The problem, however, is not just football coaches and OHSU presidents. There are currently 2,312 PERS recipients earning more than $100,000 a year in retirement. These 2,300 people are costing our state almost $300 million a year. To bring that to a local level, the money going to these 2,300 people (or. 005% of Oregon’s population) are costing my local school district $2.2 million per year (or 2% of our annual budget). To put it another way, this is about how much money it takes for our district to hire teachers to fill a K-5 primary school. Can anyone defend a public employee retiring at 55, living another 25 years with a $100,000-a-year pension, and thereby collecting $2.5 million in retirement benefits? Or a system where more than 20% of all PERS benefits are going to less than 2% of PERS retirees?
We also have 28,388 current PERS recipients (or 21.4% of all PERS recipients) making more in retirement than they made in their final year of salary. Many are making much more. As an example, there is a public school teacher in the Eugene area who retired from teaching in 2004. When she retired, she was earning about $53,000 a year as a teacher. In retirement, she is earning more than $138,000 a year (plus whatever she earns from the business she opened once she retired from teaching). Can anyone defend this? This is admittedly an extreme example, but there are thousands of public employees who retired making $50,000 to $60,000 a year, but collect $80,000 to $90,000 a year in retirement. Can we not acknowledge the lunacy and unsustainability of such a model? Particularly when the legislature’s initial goal was to provide lifetime government employees with pensions constituting 50 to 60 percent of a workers’ final year salary.

Data section |

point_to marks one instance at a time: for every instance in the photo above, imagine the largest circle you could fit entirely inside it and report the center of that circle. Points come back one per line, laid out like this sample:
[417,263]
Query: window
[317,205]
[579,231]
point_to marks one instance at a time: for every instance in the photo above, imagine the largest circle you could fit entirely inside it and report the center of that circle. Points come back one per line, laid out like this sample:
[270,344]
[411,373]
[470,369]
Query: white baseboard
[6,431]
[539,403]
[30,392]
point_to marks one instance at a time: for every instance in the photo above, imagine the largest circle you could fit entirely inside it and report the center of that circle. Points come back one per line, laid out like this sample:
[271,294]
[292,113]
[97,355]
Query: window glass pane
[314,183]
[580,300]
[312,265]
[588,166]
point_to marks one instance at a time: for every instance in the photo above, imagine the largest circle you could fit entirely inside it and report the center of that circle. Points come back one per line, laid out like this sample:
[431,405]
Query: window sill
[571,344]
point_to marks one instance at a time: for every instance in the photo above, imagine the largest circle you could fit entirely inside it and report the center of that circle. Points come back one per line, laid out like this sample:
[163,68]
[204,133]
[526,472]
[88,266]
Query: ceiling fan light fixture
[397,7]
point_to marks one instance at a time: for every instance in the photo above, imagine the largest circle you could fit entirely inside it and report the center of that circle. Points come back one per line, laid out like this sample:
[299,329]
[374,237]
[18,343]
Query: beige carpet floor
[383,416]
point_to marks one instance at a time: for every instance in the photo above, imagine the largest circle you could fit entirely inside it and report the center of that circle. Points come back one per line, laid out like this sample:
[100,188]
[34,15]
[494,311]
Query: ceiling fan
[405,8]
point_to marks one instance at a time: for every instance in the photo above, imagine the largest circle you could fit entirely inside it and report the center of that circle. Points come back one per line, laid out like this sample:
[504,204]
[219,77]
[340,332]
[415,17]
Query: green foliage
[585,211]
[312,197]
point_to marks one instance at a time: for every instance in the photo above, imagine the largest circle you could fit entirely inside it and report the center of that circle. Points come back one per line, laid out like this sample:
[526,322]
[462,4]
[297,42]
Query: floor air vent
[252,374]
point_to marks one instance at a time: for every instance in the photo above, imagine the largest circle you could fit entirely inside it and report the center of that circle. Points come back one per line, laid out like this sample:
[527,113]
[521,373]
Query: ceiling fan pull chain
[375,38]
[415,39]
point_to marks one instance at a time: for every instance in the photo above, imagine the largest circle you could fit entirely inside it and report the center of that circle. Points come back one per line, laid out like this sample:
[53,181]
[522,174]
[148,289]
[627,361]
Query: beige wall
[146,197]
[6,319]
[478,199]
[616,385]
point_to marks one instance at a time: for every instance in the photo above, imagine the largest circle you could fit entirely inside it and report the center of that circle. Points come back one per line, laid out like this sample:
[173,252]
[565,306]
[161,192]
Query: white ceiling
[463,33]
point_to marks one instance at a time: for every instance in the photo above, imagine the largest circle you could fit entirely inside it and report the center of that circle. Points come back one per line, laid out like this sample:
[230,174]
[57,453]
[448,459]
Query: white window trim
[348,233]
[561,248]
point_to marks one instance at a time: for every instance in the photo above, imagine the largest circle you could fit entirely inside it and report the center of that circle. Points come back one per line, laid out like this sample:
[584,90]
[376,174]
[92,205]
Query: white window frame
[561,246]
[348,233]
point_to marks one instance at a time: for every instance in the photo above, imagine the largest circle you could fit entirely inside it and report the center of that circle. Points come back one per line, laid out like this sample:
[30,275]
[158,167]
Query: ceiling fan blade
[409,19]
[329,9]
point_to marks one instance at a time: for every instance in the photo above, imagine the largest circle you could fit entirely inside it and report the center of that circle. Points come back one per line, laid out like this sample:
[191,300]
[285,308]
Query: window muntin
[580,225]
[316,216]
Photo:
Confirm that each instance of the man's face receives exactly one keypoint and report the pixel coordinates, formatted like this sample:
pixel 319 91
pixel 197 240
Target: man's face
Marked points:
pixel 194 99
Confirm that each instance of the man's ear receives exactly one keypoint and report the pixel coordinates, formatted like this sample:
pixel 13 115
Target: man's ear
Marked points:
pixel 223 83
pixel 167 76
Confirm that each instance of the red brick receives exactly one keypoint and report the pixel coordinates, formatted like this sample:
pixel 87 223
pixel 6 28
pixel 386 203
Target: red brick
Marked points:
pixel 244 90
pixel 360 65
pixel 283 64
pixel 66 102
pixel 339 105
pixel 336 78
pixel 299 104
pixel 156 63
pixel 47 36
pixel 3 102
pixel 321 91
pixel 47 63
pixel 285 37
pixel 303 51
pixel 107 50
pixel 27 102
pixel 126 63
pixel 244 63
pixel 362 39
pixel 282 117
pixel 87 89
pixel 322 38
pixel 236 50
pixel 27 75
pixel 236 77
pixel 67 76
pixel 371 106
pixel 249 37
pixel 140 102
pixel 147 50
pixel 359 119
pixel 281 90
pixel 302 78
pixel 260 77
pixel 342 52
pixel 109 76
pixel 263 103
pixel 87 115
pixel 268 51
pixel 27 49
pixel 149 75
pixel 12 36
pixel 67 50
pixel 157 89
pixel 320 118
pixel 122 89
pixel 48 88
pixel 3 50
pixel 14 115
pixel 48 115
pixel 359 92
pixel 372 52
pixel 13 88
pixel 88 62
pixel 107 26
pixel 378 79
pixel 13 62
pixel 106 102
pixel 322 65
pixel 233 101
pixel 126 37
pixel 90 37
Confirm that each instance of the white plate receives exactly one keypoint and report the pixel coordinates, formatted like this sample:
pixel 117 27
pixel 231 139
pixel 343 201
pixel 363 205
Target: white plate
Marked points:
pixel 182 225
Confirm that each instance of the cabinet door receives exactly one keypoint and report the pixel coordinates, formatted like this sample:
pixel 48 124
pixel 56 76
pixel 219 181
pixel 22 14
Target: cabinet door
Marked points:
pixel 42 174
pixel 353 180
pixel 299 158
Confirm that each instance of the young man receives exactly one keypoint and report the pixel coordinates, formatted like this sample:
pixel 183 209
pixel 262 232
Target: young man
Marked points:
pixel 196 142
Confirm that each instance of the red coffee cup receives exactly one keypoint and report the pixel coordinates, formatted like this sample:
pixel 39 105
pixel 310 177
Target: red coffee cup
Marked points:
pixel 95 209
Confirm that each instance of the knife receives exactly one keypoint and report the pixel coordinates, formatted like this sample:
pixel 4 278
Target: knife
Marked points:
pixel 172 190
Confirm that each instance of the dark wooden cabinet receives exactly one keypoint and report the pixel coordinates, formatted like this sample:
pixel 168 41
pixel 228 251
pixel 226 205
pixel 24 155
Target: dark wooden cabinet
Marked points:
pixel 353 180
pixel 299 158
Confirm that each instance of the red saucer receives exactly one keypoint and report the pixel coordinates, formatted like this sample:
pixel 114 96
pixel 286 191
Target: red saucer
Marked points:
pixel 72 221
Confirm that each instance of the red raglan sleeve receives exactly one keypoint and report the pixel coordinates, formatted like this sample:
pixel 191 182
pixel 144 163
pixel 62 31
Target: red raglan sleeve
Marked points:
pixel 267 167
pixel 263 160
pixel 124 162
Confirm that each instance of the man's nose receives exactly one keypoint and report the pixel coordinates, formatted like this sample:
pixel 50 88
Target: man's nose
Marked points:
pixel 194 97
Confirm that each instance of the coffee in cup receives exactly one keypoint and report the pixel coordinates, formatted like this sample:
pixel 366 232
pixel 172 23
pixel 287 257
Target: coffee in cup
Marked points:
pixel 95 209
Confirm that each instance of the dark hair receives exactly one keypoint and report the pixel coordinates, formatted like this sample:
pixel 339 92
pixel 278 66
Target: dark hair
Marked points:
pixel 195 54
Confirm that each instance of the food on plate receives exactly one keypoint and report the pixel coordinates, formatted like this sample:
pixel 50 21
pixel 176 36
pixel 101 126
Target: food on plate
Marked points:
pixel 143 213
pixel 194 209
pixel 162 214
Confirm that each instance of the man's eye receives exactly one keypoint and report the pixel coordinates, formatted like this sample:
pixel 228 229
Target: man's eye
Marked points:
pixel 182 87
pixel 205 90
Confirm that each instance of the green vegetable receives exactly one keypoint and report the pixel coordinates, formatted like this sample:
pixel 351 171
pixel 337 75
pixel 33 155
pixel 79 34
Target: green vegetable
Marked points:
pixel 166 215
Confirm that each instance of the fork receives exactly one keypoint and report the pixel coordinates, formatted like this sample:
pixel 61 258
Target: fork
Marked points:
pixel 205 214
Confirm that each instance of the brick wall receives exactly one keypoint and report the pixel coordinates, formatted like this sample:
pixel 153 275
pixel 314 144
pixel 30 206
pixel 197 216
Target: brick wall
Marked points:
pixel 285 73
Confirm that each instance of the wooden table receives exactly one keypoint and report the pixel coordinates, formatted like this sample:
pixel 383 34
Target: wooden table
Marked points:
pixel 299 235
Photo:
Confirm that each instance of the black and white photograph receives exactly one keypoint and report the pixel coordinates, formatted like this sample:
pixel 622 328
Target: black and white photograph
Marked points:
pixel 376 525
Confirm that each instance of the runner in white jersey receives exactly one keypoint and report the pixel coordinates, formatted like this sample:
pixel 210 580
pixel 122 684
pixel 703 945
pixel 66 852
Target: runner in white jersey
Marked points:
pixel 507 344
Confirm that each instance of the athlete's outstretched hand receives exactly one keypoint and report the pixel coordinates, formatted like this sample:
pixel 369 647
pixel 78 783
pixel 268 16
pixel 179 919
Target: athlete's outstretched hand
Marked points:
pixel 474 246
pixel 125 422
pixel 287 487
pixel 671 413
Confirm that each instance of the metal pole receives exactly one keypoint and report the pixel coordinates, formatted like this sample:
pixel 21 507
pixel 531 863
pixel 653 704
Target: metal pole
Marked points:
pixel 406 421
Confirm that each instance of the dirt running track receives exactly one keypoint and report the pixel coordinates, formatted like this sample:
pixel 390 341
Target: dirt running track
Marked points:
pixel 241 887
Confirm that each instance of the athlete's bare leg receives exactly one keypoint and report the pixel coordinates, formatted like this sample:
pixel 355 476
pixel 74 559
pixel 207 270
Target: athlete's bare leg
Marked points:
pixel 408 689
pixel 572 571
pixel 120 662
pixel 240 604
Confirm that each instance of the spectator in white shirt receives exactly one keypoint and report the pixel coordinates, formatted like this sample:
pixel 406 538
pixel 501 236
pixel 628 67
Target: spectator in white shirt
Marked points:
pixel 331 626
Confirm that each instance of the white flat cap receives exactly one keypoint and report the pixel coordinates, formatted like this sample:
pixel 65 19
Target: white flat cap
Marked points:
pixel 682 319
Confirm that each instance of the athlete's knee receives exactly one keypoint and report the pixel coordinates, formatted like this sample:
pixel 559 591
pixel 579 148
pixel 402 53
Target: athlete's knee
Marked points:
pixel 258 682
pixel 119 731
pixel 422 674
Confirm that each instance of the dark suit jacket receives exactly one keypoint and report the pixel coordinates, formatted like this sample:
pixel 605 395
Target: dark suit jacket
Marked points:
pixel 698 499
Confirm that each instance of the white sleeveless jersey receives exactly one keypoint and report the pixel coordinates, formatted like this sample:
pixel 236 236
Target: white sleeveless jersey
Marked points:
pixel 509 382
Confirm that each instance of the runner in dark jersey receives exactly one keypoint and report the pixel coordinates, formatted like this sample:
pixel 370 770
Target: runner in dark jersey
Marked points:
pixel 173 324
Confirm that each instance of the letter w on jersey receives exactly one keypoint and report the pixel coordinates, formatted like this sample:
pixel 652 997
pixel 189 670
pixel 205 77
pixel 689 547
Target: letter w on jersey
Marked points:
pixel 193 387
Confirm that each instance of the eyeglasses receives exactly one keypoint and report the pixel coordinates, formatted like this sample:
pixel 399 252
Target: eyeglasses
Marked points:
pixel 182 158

Study questions |
**a)** In the passage on Oregon's PERS pensions, how many current PERS recipients make more in retirement than they made in their final year of salary?
**b)** Translate this sentence from the passage on Oregon's PERS pensions into Spanish: "There are currently 2,312 PERS recipients earning more than $100,000 a year in retirement."
**c)** Pick up the passage on Oregon's PERS pensions after its final sentence and write the next part.

Task responses |
**a)** 28,388, or 21.4% of all PERS recipients.

**b)** Actualmente hay 2312 beneficiarios de PERS que ganan más de 100 000 dólares al año en su jubilación.

**c)**
Many people are upset about the PERS debacle, and they should be because it was entirely avoidable. It was the PERS Board back in the 70s and 80s that set high guaranteed rates of return. This is somewhat forgivable due to the high interest rates and inflation of the time. What is not forgivable though is how prior PERS Boards acted in years when investment returns exceeded the promised rate of return. Prior PERS Boards ignored the advice of its financial advisors to place the surplus investment gain into a rainy day fund to help cover shortfalls in those inevitable years when market returns were less than the guaranteed rate of return. The PERS Board instead chose to distribute the surplus gains to existing PERS beneficiaries. This decision guaranteed future shortfalls. While an important historical footnote, and one worth learning from, I do want to concede that it’s more important to look forward for solutions rather than backwards for blame.
The meaningful conversation I’d like to see our leaders engage in is what can be done about this. Short of our state declaring bankruptcy, I don’t know that a meaningful solution exists (particularly for Tier 1 retirees). I have found a bipartisan organization called PERS Solutions for Public Services, but why aren’t our elected leaders following their lead, proposing solutions, and taking affirmative steps to make them happen? And how different would the political landscape be if HB 3427, the Student Success Act, included meaningful measures to control PERS costs? Could we have avoided the upcoming battle in November where Republicans intend to repeal the Student Success Act via a voter referendum? Or perhaps Oregon Democrats could have obtained a quorum to vote on the Student Success Act without having to give up on common sense gun legislation (SB 978 requiring guns be safely stored) and legislation requiring parents to vaccinate their children (HB 3063).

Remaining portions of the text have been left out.